Task directions: Print the records below from the first line through the line containing "e.g. [[563, 256]]", both included, word for word.
(Material shown begins)
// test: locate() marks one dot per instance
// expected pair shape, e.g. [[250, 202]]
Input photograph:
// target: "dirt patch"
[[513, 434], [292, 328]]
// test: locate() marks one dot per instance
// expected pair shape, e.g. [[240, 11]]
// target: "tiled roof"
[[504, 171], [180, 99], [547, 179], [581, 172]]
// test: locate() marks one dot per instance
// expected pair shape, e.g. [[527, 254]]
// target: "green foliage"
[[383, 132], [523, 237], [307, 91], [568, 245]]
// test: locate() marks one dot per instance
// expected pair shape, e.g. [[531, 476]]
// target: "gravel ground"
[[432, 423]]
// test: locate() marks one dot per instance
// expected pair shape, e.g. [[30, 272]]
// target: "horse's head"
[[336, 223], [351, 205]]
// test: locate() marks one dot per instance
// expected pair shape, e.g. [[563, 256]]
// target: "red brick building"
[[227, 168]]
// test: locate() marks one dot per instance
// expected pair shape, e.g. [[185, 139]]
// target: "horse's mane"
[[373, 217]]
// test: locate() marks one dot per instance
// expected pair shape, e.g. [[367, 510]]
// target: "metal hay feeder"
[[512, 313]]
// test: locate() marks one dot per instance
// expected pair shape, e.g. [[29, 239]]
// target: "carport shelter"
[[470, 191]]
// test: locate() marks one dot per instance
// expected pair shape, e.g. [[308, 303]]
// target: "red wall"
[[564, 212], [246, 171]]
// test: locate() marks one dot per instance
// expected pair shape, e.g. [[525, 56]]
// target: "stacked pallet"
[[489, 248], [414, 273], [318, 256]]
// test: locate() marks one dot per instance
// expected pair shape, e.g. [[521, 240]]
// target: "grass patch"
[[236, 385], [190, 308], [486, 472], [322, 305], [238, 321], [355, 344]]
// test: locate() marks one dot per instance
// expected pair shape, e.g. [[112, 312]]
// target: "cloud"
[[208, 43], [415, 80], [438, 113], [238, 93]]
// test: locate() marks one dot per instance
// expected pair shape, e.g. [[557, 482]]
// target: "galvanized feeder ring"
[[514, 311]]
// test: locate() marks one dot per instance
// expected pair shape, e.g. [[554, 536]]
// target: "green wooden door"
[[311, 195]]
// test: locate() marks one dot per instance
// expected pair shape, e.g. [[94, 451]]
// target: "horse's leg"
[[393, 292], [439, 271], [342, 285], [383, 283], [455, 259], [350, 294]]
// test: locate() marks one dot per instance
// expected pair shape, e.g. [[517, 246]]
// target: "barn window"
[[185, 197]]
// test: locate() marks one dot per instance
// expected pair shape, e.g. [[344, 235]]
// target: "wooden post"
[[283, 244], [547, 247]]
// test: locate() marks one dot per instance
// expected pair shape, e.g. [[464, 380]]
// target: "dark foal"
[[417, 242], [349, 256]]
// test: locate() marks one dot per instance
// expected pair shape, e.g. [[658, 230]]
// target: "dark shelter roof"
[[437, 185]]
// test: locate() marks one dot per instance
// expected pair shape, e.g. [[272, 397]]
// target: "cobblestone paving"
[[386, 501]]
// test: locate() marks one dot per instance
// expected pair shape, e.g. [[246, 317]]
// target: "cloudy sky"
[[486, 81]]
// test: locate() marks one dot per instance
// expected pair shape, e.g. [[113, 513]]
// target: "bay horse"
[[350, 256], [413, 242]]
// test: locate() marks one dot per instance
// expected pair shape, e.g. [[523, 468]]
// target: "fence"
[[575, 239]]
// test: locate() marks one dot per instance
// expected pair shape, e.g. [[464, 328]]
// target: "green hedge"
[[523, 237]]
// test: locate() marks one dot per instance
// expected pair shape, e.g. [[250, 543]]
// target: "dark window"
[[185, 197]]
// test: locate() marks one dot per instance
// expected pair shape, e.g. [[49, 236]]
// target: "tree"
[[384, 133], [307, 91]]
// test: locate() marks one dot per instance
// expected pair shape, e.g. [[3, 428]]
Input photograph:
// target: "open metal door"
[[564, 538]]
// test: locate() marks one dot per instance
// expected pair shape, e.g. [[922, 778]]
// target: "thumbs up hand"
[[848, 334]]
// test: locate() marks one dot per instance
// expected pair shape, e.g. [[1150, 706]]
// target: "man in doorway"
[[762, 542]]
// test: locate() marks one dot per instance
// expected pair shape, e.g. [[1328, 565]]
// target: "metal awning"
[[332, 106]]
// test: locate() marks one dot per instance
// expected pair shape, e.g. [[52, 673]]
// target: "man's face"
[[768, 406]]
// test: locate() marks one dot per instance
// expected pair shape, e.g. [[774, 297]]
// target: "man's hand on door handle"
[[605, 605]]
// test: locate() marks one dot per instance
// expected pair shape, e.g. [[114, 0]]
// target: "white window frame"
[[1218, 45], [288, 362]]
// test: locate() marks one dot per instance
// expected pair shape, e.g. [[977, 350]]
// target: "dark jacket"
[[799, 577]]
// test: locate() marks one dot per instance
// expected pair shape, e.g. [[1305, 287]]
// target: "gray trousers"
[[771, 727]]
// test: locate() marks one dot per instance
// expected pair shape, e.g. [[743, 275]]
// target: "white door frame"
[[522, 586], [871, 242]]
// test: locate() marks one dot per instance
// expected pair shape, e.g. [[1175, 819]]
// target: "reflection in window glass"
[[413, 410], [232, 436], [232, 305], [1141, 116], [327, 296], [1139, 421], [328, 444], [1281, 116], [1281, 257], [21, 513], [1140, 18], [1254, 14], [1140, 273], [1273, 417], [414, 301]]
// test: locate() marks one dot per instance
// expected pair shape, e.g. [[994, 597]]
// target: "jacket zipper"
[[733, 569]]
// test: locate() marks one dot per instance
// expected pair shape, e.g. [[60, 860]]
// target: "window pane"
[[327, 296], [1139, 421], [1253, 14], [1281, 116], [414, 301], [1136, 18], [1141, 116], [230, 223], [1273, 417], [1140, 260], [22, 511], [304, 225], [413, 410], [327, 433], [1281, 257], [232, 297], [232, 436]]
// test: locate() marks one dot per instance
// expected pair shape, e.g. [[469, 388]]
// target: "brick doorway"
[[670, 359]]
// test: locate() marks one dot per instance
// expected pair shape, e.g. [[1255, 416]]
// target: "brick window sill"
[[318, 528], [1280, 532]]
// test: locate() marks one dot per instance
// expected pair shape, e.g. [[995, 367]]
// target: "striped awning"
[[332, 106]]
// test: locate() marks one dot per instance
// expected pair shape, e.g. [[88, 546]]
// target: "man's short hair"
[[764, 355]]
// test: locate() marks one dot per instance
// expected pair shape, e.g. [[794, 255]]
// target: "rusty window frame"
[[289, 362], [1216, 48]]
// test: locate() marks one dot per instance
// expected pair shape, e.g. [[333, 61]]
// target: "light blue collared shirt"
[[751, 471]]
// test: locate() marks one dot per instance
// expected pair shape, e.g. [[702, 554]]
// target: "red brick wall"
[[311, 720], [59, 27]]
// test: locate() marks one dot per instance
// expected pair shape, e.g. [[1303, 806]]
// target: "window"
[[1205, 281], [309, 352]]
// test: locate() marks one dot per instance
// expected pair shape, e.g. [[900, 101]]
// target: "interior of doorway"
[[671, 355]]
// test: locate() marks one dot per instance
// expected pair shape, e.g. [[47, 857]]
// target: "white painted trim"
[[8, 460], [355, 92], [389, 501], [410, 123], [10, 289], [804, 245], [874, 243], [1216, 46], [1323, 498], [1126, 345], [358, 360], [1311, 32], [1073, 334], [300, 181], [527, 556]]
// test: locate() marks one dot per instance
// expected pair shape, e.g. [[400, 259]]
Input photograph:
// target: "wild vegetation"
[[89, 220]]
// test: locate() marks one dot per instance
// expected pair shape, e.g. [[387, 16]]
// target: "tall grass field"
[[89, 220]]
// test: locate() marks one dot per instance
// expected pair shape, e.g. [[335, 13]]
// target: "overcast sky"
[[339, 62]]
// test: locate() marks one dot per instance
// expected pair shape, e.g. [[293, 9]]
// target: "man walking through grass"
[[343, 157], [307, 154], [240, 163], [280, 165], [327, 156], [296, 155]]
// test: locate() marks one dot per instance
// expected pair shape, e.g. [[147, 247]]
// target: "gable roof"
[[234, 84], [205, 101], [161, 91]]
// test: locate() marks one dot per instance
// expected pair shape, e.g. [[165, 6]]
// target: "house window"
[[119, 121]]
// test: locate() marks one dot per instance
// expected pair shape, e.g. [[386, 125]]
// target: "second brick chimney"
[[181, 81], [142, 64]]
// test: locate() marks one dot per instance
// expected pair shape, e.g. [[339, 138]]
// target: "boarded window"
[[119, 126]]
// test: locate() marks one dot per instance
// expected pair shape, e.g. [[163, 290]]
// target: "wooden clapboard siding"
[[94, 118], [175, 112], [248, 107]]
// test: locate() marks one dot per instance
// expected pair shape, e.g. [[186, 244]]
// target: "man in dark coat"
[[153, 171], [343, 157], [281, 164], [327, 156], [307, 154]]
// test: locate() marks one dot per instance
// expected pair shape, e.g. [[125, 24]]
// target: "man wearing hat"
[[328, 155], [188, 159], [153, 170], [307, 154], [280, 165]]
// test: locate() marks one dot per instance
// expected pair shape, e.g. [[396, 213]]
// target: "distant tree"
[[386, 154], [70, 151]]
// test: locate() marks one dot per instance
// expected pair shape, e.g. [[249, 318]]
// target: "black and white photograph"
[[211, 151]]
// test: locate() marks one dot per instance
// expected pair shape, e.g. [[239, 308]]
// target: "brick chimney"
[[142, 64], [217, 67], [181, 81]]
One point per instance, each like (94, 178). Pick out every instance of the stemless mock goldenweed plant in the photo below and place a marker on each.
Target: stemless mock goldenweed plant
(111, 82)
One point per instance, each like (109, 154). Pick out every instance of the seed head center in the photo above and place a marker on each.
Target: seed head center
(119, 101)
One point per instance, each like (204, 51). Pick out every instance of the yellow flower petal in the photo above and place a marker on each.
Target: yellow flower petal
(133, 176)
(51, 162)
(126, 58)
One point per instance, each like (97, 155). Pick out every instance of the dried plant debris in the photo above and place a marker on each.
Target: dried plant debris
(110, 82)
(Material shown ends)
Result of the exercise:
// test: locate() marks one dot per instance
// expected pair shape, e.g. [[250, 202]]
Input photograph:
// target: "dirt patch"
[[513, 434], [292, 328]]
// test: locate() marks one dot per instance
// expected pair shape, e.g. [[240, 11]]
// target: "tiled roof"
[[504, 171], [180, 99], [547, 179], [581, 172]]
// test: locate() marks one dot per instance
// expected pair shape, e.g. [[527, 254]]
// target: "green foliage"
[[383, 132], [523, 237], [307, 91], [568, 245]]
// test: locate() marks one dot per instance
// expected pair shape, e.g. [[531, 476]]
// target: "gravel ground"
[[432, 423]]
// test: locate() marks one dot per instance
// expected pair shape, e.g. [[30, 272]]
// target: "horse's head"
[[336, 223], [351, 205]]
// test: locate() marks one dot per instance
// expected pair shape, e.g. [[563, 256]]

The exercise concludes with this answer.